## EXTRACTED ENTRIES
───

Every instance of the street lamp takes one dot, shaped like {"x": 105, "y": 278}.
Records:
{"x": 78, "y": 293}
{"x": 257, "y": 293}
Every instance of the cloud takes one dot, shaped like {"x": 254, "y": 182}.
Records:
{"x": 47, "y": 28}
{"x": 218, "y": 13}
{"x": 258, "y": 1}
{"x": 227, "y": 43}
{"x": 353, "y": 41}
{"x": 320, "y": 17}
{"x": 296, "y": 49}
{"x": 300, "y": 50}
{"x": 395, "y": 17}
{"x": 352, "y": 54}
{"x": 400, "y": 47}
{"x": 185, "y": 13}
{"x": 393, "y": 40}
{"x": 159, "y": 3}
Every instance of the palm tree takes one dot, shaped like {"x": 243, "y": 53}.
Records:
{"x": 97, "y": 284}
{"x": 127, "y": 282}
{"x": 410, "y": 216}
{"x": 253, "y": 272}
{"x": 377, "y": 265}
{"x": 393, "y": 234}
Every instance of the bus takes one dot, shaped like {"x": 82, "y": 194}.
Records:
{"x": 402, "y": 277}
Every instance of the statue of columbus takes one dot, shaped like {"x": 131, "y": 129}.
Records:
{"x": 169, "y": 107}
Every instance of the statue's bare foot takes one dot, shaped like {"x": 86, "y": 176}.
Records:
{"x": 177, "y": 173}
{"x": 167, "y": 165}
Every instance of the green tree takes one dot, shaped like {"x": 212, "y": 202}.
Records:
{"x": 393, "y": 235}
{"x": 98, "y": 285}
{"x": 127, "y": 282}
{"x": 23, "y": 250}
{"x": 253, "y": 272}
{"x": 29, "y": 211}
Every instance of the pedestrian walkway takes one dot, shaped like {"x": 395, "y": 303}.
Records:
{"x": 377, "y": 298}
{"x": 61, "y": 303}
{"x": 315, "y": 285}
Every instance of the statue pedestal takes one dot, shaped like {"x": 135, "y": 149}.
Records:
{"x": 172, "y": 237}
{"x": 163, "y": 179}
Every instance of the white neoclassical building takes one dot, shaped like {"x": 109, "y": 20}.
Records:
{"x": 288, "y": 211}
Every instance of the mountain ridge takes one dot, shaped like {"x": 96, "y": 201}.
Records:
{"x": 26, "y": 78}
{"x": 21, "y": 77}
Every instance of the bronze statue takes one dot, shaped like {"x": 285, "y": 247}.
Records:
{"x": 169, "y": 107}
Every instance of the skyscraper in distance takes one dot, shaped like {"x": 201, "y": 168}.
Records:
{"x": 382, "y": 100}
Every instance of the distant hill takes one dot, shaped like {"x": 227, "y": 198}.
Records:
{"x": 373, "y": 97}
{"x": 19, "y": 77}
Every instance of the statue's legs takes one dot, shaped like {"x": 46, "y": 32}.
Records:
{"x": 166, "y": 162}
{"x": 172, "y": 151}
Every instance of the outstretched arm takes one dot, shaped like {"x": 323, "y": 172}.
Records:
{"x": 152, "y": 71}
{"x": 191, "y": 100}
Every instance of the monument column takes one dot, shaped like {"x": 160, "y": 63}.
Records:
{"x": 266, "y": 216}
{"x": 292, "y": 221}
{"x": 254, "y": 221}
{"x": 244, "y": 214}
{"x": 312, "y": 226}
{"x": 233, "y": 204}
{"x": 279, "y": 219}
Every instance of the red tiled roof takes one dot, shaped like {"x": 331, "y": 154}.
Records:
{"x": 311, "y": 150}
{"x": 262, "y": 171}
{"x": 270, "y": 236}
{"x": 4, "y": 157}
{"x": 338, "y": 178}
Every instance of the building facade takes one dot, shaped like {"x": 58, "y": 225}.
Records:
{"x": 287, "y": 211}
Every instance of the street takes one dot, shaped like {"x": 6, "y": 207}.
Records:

───

## WORK INSTRUCTIONS
All of the listing above should be restated word for word.

## SOLUTION
Every instance of the street lamp takes one dot, shaped like {"x": 105, "y": 278}.
Records:
{"x": 78, "y": 293}
{"x": 257, "y": 293}
Every instance of the cloud takes one dot, shaped like {"x": 254, "y": 182}.
Records:
{"x": 47, "y": 28}
{"x": 218, "y": 13}
{"x": 258, "y": 1}
{"x": 227, "y": 43}
{"x": 353, "y": 41}
{"x": 320, "y": 17}
{"x": 296, "y": 49}
{"x": 300, "y": 50}
{"x": 395, "y": 17}
{"x": 352, "y": 54}
{"x": 400, "y": 47}
{"x": 185, "y": 13}
{"x": 393, "y": 40}
{"x": 159, "y": 3}
Every instance of the palm tree takes one dot, shaped like {"x": 243, "y": 53}.
Records:
{"x": 97, "y": 284}
{"x": 127, "y": 282}
{"x": 410, "y": 216}
{"x": 253, "y": 272}
{"x": 377, "y": 265}
{"x": 393, "y": 234}
Every instance of the bus takes one dot, shaped like {"x": 82, "y": 194}.
Records:
{"x": 402, "y": 277}
Every instance of the statue of columbus takes one dot, shaped like {"x": 131, "y": 129}.
Records:
{"x": 169, "y": 107}
Every instance of the statue's bare foot takes one dot, shaped like {"x": 86, "y": 176}.
Records:
{"x": 177, "y": 173}
{"x": 167, "y": 165}
Every instance of the green tree takes one dot, shaped like {"x": 212, "y": 202}.
Records:
{"x": 393, "y": 235}
{"x": 98, "y": 285}
{"x": 127, "y": 282}
{"x": 23, "y": 250}
{"x": 253, "y": 272}
{"x": 29, "y": 211}
Every instance of the pedestrian walkway takes one dot, shaped like {"x": 395, "y": 303}.
Records:
{"x": 377, "y": 298}
{"x": 61, "y": 303}
{"x": 315, "y": 285}
Every instance of the statue pedestal takes one dot, shaped like {"x": 135, "y": 149}.
Records:
{"x": 172, "y": 237}
{"x": 163, "y": 179}
Every instance of the white neoclassical building takes one dot, shaped like {"x": 109, "y": 20}.
Records:
{"x": 288, "y": 211}
Every instance of the mountain ridge takes one dot, shaped like {"x": 96, "y": 201}.
Records:
{"x": 26, "y": 78}
{"x": 21, "y": 77}
Every instance of the bronze statue takes one dot, shaped like {"x": 285, "y": 247}.
Records:
{"x": 169, "y": 107}
Every instance of the skyscraper in distance takes one dot, shaped like {"x": 201, "y": 168}.
Records:
{"x": 382, "y": 100}
Every instance of the distant hill takes one dot, shaped like {"x": 227, "y": 198}.
Records:
{"x": 373, "y": 97}
{"x": 19, "y": 77}
Every instance of the statue's legs takes one dot, shaped like {"x": 46, "y": 32}.
Records:
{"x": 166, "y": 162}
{"x": 172, "y": 151}
Every instance of the outstretched arm takes one dot, shaped like {"x": 323, "y": 172}.
Records:
{"x": 152, "y": 71}
{"x": 191, "y": 100}
Every instance of the monument column takes one dot, shaped like {"x": 160, "y": 63}.
Records:
{"x": 266, "y": 216}
{"x": 292, "y": 221}
{"x": 254, "y": 221}
{"x": 244, "y": 214}
{"x": 312, "y": 226}
{"x": 233, "y": 204}
{"x": 279, "y": 219}
Every instance of the red tiled roof takes one dot, shaped like {"x": 331, "y": 154}.
Records:
{"x": 311, "y": 150}
{"x": 262, "y": 171}
{"x": 270, "y": 236}
{"x": 4, "y": 157}
{"x": 338, "y": 178}
Every instance of the building facade takes one dot, shaped like {"x": 58, "y": 225}.
Records:
{"x": 287, "y": 211}
Every instance of the street takes one dot, shaped like {"x": 6, "y": 207}.
Records:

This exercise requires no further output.